• [CONSIGNES]
(1) Indiquez si chacune des affirmations suivantes concorde avec le texte sur le stage en graphisme. Répondez par oui ou par non et citez les mots du texte qui tranchent.
(a) Le stage a appris davantage que l’école.
(b) L’affiche pour la Fête de la musique devait respecter deux chartes graphiques.
(c) La personne qui écrit est en stage depuis deux mois.
(2) Modifiez le passage du texte sur le stage qui s’ouvre sur « La détresse » et se clôt sur « façon de travailler. » : remplacez « contraintes » par « exigences ».

• [EXTRAIT DU TEXTE]
Un exemple concret : dans mon stage, Photoshop est très utilisé. Ce n’est pas un logiciel vers lequel je me tourne naturellement, mais ici j’ai dû m’y plonger. À force de pratique, j’ai compris ce qu’il pouvait m’apporter et j’ai gagné en confiance dessus.

La détresse

Au final, je ne dirais pas que le stage m’a appris “plus” que l’école, mais il m’a appris autrement. Là où l’école nous donne le temps d’explorer, le stage nous confronte aux réalités du métier : contraintes, travail en équipe, efficacité. C’est une expérience complémentaire qui m’a permis de progresser différemment, tout en me faisant réfléchir à ma façon de travailler.

Créer sous contrainte : la charte graphique limite-t-elle la liberté du graphiste ?

Cela fait un mois que je suis en stage, et je n’ai pas vu le temps passer. J’ai réussi à mieux m’intégrer, et je travaille désormais sur plus de projets, de types différents. Certains m’ont offert une plus grande marge de manœuvre que d’autres. C’est comme ça que j’ai commencé à me poser des questions.


C’est une interrogation qu’on retrouve souvent dans le monde du graphisme. Je me la suis posée en réalisant une affiche pour un événement récurrent, comme la Fête de la musique. Ça m’a amenée à réfléchir à la place du graphiste dans un cadre déjà bien défini : celui de la charte graphique. Et à me demander jusqu’où elle limite la créativité.


C’est normal, évidemment, de devoir respecter la charte graphique d’une entreprise ou d’une association. Mais alors, comment innover ? Jusqu’où va la liberté du graphiste ? On pourrait faire le parallèle avec les marques de luxe, qui ont des identités visuelles très codifiées – presque figées – et où l’on pourrait croire que ça freine la créativité.


Lors de la création de l’affiche pour la Fête de la musique, j’ai dû composer avec deux chartes graphiques en même temps : celle de La CLEF, et celle spécialement développée pour les 40 ans de l’association. Il y avait déjà beaucoup d’éléments imposés : une typographie précise, une gamme de couleurs, des logos. Tous ces éléments font partie de l’identité de l’association, de sa reconnaissance. Mais dans ce contexte, comment faire preuve d’innovation tout en restant identifiable ? Et surtout : est-ce que le graphiste arrive encore à s’amuser dans ce cadre-là ?

• [ENREGISTREMENTS AFFICHÉS]
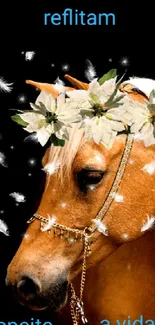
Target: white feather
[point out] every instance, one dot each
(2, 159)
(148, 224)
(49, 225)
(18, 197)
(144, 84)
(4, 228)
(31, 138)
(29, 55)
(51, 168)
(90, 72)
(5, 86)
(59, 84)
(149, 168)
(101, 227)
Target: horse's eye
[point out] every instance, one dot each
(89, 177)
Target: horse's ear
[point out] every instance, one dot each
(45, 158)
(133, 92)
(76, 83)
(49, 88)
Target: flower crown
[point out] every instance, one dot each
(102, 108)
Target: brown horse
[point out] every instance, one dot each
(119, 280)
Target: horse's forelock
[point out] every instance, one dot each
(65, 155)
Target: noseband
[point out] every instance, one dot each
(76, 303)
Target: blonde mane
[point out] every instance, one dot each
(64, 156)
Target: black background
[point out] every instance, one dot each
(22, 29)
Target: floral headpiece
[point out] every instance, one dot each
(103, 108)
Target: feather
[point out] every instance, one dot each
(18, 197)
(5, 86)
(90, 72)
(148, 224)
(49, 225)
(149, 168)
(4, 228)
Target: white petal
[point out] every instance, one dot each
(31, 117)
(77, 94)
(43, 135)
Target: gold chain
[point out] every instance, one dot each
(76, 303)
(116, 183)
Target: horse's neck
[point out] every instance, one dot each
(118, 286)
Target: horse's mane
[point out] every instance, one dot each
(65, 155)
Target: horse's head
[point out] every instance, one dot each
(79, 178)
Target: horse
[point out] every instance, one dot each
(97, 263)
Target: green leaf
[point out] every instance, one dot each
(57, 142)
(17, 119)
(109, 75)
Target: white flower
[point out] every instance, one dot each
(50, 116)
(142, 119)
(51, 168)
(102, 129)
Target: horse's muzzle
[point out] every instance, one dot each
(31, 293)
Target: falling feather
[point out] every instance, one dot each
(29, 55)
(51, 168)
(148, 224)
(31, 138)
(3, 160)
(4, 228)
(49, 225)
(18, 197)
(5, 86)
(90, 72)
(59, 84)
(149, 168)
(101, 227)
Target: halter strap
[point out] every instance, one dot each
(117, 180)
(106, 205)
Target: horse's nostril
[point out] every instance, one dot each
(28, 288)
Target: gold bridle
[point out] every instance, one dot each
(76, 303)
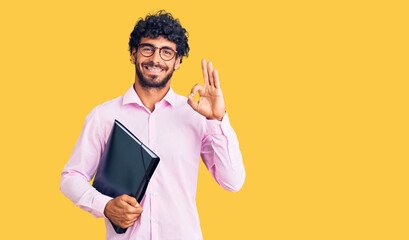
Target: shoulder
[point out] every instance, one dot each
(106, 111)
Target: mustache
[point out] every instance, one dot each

• [RÉPONSES]
(1)
(a) Non : « je ne dirais pas que le stage m’a appris “plus” que l’école, mais il m’a appris autrement »
(b) Oui : « j’ai dû composer avec deux chartes graphiques en même temps »
(c) Non : « Cela fait un mois que je suis en stage »

(2)
La détresse

Au final, je ne dirais pas que le stage m’a appris “plus” que l’école, mais il m’a appris autrement. Là où l’école nous donne le temps d’explorer, le stage nous confronte aux réalités du métier : exigences, travail en équipe, efficacité. C’est une expérience complémentaire qui m’a permis de progresser différemment, tout en me faisant réfléchir à ma façon de travailler.